Task input:

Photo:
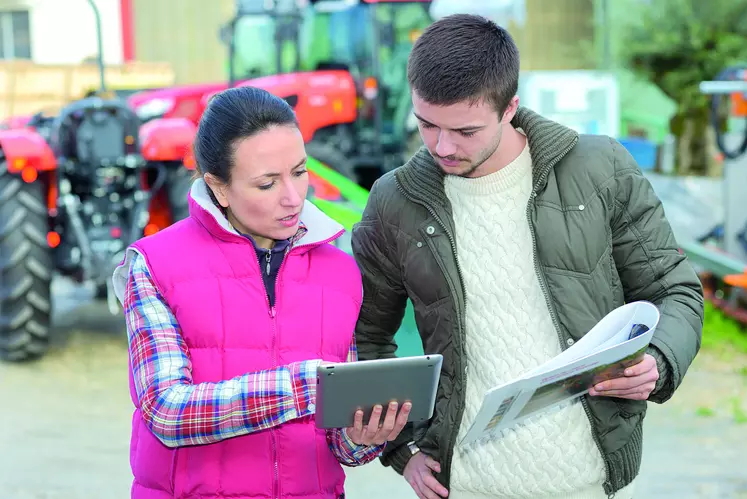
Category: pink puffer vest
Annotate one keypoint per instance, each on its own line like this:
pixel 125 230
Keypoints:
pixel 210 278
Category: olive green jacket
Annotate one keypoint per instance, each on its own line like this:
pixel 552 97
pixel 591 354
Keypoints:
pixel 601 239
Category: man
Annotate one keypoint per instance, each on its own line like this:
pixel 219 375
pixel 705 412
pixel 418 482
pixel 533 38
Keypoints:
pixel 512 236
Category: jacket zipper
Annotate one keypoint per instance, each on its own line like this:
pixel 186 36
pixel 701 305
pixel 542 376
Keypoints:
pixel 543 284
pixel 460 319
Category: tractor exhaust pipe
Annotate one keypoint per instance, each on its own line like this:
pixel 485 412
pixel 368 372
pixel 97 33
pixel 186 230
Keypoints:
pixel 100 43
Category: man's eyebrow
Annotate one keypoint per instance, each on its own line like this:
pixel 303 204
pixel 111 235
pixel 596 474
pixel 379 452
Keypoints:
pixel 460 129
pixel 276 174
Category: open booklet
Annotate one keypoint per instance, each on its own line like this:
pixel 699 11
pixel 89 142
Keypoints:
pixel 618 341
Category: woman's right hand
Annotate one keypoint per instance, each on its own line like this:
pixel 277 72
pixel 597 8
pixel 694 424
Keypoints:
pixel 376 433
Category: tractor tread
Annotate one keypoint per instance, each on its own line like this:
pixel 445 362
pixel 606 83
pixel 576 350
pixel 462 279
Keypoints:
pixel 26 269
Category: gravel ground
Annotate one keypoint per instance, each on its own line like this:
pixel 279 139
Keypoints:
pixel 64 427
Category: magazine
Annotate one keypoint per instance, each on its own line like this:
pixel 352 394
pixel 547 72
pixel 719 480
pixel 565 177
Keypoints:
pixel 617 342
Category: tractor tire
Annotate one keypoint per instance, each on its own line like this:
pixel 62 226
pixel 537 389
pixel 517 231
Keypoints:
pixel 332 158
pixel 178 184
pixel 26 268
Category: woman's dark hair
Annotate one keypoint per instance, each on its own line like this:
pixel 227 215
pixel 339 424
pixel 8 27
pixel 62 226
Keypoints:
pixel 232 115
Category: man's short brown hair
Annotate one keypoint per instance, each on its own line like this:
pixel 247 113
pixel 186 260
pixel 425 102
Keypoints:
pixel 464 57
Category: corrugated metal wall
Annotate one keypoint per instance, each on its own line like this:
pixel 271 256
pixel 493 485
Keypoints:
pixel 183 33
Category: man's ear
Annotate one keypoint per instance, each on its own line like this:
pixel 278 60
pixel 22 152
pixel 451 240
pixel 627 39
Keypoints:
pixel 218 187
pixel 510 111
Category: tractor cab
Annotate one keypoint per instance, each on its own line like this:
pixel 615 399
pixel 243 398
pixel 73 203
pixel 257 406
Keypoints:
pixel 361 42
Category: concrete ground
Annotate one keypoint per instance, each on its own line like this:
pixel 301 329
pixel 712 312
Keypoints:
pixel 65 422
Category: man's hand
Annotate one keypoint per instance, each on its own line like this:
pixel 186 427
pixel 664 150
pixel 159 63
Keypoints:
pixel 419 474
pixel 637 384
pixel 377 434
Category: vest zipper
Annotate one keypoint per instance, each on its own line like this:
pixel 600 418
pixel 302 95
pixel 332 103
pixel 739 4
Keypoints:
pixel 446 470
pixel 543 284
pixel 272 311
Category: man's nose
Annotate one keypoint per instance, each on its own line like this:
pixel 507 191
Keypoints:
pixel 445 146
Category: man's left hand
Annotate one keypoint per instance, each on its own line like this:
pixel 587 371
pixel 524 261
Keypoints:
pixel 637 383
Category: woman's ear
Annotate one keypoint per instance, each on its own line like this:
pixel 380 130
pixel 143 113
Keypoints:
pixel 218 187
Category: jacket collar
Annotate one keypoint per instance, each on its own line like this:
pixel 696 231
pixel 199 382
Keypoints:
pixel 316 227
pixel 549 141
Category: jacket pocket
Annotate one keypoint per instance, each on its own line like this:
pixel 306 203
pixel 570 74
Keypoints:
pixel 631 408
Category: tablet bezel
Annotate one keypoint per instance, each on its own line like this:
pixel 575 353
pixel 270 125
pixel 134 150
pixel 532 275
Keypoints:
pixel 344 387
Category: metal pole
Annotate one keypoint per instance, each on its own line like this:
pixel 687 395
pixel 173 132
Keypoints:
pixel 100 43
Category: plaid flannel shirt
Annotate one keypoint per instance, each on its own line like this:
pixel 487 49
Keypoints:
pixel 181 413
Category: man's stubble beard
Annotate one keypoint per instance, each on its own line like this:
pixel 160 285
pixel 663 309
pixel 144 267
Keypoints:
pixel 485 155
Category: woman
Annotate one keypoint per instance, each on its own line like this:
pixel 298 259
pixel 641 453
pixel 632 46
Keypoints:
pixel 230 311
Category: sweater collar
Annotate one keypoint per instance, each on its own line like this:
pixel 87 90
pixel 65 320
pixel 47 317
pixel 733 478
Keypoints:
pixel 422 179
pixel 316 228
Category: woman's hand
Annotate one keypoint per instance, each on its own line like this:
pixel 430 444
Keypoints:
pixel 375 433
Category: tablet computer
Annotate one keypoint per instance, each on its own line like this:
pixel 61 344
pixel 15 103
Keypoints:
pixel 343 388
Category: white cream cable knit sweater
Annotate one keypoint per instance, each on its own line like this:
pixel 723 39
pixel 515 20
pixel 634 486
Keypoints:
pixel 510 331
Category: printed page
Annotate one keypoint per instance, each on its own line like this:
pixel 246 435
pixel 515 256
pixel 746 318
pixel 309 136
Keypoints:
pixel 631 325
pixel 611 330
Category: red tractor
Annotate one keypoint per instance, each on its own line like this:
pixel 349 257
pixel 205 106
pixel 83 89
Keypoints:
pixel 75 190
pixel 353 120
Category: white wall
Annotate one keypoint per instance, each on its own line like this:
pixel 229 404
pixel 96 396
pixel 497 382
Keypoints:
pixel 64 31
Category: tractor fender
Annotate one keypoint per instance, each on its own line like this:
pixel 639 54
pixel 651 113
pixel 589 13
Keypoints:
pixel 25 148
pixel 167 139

Set problem:
Give only the stretch from the line containing "Category: jacket zipper" through the line containing "pixel 617 342" again, swapping "tractor" for "harvester" and leaving everything else unchanged.

Solution to the exercise:
Category: jacket zipper
Annotate one keypoint per instance, each on its own line like this:
pixel 186 36
pixel 701 305
pixel 542 376
Keypoints:
pixel 543 284
pixel 460 319
Category: harvester exhaust pipe
Annotate one keypoint per instance, each on its own line like this:
pixel 485 412
pixel 368 372
pixel 97 33
pixel 186 230
Keypoints:
pixel 100 43
Category: man's eyebrow
Annotate one keypoint per instance, each on its own line like this:
pixel 303 204
pixel 111 235
pixel 596 474
pixel 379 452
Keypoints:
pixel 460 129
pixel 276 174
Category: open booklet
Annotate one keypoint per instance, each on its own line like this:
pixel 699 11
pixel 89 142
Keypoints:
pixel 618 341
Category: woman's right hand
Annotate one keypoint per instance, each on its own line like this:
pixel 277 72
pixel 597 8
pixel 694 424
Keypoints:
pixel 376 433
Category: harvester tread
Annotate one keypoint per instance, each on its own line like this:
pixel 445 362
pixel 606 83
pixel 576 350
pixel 462 279
Keypoints:
pixel 26 269
Category: gravel ground
Annotate one keypoint per instance, each on its own line like this:
pixel 279 139
Keypoints:
pixel 64 427
Category: magazine
Annotate one keypoint per instance, each on its own line like this:
pixel 352 394
pixel 547 72
pixel 719 480
pixel 565 177
Keypoints:
pixel 617 342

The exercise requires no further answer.